PASSAGE SHOWN:
This article printed in Oceanus Summer 2025
Estimated reading time: 5 minutes
Monster storms, megadroughts, and dwindling food stocks… It can feel daunting to prepare for the challenges of a warmer, more unstable climate. But the planet has indeed experienced tumultuous times before, and the ocean has been there to record it all.
At WHOI, paleo-scientists have developed new ways of probing the sea for ancient data that could help humanity better prepare for future changes. Some researchers sample deep layers in the seafloor, peering beneath rugs of sand and silt to find fossilized layers that archive changes from the world above. Others use computer simulations to reverse engineer the oceanographic conditions that preceded historic natural disasters and periods of bountiful sea life. With one eye on the past, these paleo-ocean experts are comparing today’s shifting climate to other epochs in the geologic record. Together, their work provides a clearer roadmap of the challenges that lie ahead and the ocean’s ever-evolving influence on Earth’s climate.
The following scientists remind us that of the many gifts the ocean bestows on humanity, perhaps the greatest is its capacity to remember.
Down the (blue) rabbit hole
Higher-intensity hurricanes appear to be on the rise, yet we know very little about how the risk is evolving for coastal communities as storm patterns change. This can make it difficult for local and state officials to know where and how to brace their communities before a strong hurricane reaches them. Fortunately, WHOI geologist Jeff Donnelly is working to close this knowledge gap.
For more than a decade, Donnelly has reconstructed ancient storms using sediments at the bottom of blue holes around the Caribbean and Florida. These sinkhole-like features formed during the last ice ages when lower sea levels exposed bedrocks of limestone to the erosive force of rainwater. Eventually, rising seas flooded them, and for millennia, storms passed overhead, depositing larger debris such as coral fragments and foliage from nearby islands that amassed into distinct layers on the bottom. Donnelly and his team excavate cores from this substrate and interpret various kinds of information about the chunky storm layers within.
“I think we provide a perspective that really builds off of what Grandpa told you.” —Jeff Donnelly, WHOI geologist
After recovering hundreds of yards of sediment cores from dozens of blue holes, he and his lab have learned how to identify big storms in the paleo-record and codify new insights about where and when they might strike. His work is building a new baseline for high-intensity storm research, one that could help the public brace more effectively for future tempests.

EXERCISE PROMPT: Reproduce the part of the paleo-ocean article starting with "For more than" and continuing through "storm layers within.", word for word.

SOURCE DATA:
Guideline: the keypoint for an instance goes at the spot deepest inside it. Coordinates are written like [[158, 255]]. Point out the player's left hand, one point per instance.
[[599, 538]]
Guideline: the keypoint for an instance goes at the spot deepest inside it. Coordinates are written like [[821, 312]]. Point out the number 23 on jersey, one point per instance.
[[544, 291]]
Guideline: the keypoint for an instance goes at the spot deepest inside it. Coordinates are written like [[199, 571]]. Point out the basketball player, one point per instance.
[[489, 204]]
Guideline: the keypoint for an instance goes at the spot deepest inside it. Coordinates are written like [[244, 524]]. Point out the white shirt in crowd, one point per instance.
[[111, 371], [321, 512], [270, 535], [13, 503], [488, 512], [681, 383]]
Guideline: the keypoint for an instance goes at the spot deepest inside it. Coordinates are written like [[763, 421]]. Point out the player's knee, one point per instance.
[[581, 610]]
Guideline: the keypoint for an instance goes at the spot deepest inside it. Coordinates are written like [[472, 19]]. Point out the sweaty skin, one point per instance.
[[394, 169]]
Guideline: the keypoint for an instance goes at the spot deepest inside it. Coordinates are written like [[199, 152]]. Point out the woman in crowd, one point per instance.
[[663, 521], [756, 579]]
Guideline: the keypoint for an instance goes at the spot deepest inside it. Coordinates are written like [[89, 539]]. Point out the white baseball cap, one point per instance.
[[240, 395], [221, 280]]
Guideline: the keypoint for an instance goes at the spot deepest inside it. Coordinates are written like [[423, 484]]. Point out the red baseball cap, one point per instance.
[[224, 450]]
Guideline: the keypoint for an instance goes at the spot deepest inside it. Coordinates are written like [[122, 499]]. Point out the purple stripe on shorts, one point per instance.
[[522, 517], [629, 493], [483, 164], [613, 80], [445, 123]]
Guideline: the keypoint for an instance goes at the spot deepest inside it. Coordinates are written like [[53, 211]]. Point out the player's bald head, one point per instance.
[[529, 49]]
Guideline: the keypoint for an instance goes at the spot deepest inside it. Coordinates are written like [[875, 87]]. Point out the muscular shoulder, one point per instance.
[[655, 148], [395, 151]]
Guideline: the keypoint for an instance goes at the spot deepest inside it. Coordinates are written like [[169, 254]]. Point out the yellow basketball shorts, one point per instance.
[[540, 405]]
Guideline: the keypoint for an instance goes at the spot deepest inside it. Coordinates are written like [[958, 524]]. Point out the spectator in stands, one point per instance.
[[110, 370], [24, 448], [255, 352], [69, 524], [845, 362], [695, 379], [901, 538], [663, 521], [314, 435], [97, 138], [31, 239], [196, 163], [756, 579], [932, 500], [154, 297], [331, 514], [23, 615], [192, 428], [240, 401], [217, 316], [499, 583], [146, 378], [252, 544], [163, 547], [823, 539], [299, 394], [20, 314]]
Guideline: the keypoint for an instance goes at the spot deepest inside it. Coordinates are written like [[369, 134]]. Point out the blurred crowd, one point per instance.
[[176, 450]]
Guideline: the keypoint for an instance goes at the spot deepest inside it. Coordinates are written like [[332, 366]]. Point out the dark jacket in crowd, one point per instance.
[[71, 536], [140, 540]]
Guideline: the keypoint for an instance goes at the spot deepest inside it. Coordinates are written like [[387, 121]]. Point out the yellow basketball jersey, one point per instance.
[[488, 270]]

ANSWER BELOW:
For more than a decade, Donnelly has reconstructed ancient storms using sediments at the bottom of blue holes around the Caribbean and Florida. These sinkhole-like features formed during the last ice ages when lower sea levels exposed bedrocks of limestone to the erosive force of rainwater. Eventually, rising seas flooded them, and for millennia, storms passed overhead, depositing larger debris such as coral fragments and foliage from nearby islands that amassed into distinct layers on the bottom. Donnelly and his team excavate cores from this substrate and interpret various kinds of information about the chunky storm layers within.